-------- Material for this exercise --------
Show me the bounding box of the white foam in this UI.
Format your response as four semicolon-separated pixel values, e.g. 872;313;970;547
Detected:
--------
-------- Material for this exercise --------
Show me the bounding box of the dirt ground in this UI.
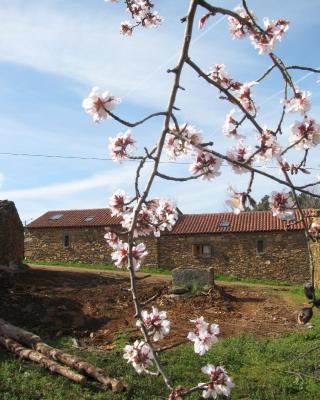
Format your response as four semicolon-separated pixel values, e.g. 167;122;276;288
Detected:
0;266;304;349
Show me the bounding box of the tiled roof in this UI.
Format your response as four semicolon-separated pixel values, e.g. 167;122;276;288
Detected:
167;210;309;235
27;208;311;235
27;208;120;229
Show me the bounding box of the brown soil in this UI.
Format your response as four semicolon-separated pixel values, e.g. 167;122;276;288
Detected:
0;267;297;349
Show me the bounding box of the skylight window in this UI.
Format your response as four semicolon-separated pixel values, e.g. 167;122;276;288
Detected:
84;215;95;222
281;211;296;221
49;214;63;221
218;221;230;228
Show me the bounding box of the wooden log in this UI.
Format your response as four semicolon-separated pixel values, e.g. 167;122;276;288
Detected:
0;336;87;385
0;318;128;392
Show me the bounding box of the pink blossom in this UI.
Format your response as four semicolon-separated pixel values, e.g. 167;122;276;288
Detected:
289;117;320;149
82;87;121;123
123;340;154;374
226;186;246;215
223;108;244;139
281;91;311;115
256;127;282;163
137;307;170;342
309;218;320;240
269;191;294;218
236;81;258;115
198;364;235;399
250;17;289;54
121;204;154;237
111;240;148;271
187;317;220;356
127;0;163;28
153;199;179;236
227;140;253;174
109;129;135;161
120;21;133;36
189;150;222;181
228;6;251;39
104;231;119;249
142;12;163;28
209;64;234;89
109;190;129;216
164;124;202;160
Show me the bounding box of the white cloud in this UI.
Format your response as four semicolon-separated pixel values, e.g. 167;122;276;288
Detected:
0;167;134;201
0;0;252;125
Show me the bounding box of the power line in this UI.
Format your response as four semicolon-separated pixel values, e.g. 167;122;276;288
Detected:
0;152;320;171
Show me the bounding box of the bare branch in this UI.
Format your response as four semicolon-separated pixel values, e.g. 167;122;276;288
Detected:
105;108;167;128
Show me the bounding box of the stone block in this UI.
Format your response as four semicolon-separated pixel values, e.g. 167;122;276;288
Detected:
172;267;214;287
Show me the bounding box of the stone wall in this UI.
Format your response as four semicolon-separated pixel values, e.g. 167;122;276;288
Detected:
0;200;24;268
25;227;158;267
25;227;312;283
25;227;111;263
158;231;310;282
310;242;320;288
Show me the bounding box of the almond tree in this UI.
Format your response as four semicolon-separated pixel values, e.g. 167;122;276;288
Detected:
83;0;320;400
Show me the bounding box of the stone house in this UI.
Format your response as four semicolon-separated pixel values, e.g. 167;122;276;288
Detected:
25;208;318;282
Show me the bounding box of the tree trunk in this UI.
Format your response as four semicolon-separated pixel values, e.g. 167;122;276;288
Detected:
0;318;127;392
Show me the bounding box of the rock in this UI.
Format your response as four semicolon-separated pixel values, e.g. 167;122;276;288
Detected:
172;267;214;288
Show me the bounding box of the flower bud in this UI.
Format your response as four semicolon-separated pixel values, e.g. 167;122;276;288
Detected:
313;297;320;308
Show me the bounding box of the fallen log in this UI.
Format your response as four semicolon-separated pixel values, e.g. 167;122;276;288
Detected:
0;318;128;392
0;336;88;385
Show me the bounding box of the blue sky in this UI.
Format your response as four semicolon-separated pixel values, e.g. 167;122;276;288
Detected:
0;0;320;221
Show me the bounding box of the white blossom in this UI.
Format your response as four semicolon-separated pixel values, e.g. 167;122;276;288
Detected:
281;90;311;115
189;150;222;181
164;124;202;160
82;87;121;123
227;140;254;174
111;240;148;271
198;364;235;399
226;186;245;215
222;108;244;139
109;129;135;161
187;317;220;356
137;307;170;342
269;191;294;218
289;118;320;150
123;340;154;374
--------
-------- Material for this exercise --------
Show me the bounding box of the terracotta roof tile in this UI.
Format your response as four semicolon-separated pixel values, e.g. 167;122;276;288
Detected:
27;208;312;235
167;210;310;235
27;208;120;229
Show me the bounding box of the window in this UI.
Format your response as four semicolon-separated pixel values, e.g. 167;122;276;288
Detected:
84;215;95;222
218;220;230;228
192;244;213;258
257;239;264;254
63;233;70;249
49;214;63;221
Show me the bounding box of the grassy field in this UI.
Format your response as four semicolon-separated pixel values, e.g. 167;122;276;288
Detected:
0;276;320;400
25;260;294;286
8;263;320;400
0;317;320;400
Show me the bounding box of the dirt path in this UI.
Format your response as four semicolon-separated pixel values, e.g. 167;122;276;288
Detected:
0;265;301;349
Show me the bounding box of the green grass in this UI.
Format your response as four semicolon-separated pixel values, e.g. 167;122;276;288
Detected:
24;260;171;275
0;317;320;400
--------
> [To do]: Can you render everything in the listing from the line containing "Show me the bounding box of the power" down to the line containing "83;0;320;400" as a CSV with the headers ask and response? Each row should pair the wording that ends in "Detected:" with all the values after it, with every field quoted and line breaks replaced by spaces.

> [Worked answer]:
ask,response
"Show me the bounding box of the power line in this UI. Format your response as four semicolon-separated pixel values, e.g. 167;122;276;288 Detected:","0;152;320;171"
"Show me the bounding box of the bare branch in this UI. Format your response as four semicolon-separated pixel values, e.g. 167;122;276;288 Detected:","105;108;167;128"
"Show me the bounding box of the stone block in this UI. Format your response as four semicolon-separated pixel values, e.g. 167;122;276;288 Detected:","172;267;214;287"
"Show me the bounding box of the stone wall in this UI. Format your response as four semicolon-separated pixel values, e.g. 167;122;276;288 Detected:","0;200;24;268 25;227;158;267 25;227;312;283 25;227;111;263 158;231;310;282 310;242;320;288"
"Show me the bounding box of the almond tree in this UI. Format your response as four semicolon-separated pixel values, e.g. 167;122;276;288 Detected:","83;0;320;400"